(Pointing records)
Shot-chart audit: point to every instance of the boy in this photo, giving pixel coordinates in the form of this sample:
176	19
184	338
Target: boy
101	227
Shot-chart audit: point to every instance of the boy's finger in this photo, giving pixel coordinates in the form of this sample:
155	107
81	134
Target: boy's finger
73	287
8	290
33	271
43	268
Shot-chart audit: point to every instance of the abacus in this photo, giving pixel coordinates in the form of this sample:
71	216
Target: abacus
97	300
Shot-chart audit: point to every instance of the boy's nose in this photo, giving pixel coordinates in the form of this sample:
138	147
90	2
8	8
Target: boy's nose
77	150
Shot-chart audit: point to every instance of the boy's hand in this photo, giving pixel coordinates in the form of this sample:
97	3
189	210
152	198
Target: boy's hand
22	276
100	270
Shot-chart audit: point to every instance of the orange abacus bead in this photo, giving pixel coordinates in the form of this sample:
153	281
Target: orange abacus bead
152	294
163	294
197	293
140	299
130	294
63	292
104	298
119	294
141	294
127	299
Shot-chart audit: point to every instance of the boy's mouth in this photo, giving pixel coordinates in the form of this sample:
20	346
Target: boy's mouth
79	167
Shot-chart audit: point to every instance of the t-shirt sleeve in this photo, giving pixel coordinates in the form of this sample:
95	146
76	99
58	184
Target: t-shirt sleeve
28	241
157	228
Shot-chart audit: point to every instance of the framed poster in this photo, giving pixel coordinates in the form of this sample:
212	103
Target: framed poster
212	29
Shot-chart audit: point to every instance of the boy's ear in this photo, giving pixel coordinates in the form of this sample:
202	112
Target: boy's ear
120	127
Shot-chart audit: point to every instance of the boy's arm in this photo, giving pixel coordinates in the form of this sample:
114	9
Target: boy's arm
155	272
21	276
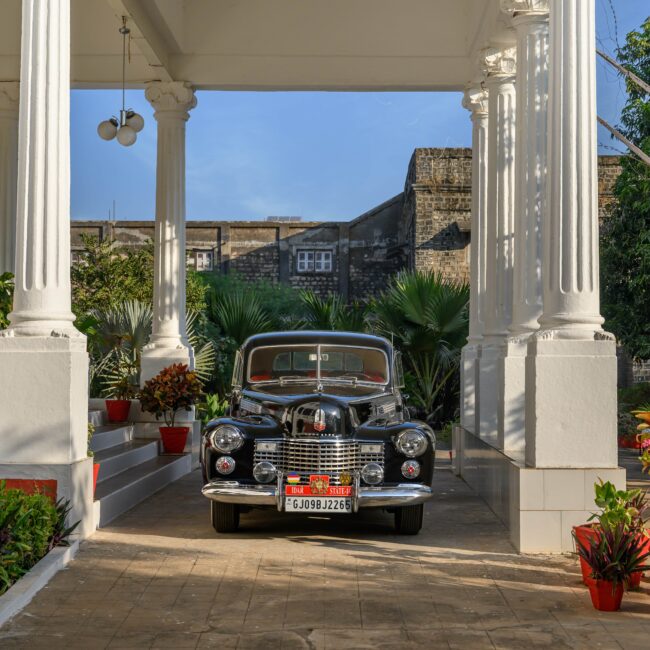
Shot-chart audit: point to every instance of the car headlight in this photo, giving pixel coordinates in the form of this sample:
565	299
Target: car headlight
411	443
226	438
264	472
372	473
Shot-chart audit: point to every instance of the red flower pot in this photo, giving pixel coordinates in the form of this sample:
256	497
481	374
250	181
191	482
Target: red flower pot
174	439
118	409
584	535
605	597
95	475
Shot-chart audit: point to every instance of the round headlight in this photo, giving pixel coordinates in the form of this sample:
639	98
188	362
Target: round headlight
411	443
225	465
227	438
264	472
372	473
411	469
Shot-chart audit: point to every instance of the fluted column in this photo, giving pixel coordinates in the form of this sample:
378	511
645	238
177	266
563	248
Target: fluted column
500	66
530	19
42	300
571	362
476	101
570	248
172	102
9	94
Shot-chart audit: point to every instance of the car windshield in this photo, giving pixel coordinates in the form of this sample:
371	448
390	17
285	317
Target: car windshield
285	364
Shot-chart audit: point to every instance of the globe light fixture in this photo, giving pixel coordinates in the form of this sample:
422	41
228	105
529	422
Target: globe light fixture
126	128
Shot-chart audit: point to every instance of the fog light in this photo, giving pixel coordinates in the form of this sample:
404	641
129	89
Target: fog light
372	473
411	469
225	465
264	472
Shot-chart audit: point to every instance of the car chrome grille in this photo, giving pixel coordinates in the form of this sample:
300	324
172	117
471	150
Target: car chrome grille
307	456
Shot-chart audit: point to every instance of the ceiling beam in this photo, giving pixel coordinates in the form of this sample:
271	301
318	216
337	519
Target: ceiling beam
145	35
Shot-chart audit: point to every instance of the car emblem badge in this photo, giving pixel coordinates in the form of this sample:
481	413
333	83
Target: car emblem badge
319	484
319	421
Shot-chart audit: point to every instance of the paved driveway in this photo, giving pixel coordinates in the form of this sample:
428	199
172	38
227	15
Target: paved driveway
161	578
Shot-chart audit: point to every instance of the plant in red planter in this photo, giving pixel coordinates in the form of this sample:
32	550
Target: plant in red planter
172	389
614	557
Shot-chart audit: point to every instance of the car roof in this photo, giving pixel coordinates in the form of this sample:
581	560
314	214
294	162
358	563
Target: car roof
317	336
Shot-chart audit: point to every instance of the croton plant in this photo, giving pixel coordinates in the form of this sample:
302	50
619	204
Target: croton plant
643	437
173	389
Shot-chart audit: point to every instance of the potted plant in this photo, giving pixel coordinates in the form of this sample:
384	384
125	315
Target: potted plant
91	454
618	507
614	556
172	389
121	386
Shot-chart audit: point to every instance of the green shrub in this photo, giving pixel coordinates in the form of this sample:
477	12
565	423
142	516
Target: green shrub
30	526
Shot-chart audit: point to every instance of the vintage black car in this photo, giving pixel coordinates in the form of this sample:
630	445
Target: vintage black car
317	423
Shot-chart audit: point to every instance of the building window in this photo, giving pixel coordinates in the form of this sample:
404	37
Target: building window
314	261
200	260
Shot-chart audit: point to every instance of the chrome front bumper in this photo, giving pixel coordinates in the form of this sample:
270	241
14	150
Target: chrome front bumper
404	494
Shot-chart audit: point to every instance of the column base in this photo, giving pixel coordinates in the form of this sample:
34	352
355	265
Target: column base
570	402
155	359
539	506
488	386
470	355
511	403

YOUR GOAL – Starting at the line that contains "Shot-chart audit: point to every instance of the croton", copy each line exactly through the end of the listing above. Include that first line and the last one, and add nothing.

SOLUTION TO THE PROBLEM –
Shot-chart audit: point to every instance of the croton plant in this photo, giving pixel coordinates in the form of this sample:
302	50
619	204
Target: croton plant
643	437
173	389
Shot-chart audit: point to every instance of the potted plant in this photo, giving pixel coordinates in the form of this sample:
384	384
125	315
Target: potted plant
91	454
618	507
614	556
172	389
121	386
Shot-chart audit: point to every instance of the green shrub in this photo, giving pixel coordinates in the form of this sample:
477	12
565	423
142	516
Target: green shrub
30	526
Shot-chart audit: point to every instance of the vintage black car in this photo, giving pixel coordinates in the form of this sample:
630	445
Target: vintage black car
317	423
Shot-chart audit: point to every instance of the building window in this photo, giving pixel coordinates in the form of this sample:
404	37
Target: building window
314	261
200	260
Shot-chart audit: point to every instance of the chrome front bumper in this photo, giving pixel coordinates in the form of this sample:
270	241
14	150
Target: chrome front bumper
404	494
Shot-chart audit: point to every instance of the column base in this photo, giving pixel coordinates in the form of this sample:
34	352
355	265
Target: column base
570	402
155	359
539	506
488	386
470	355
511	403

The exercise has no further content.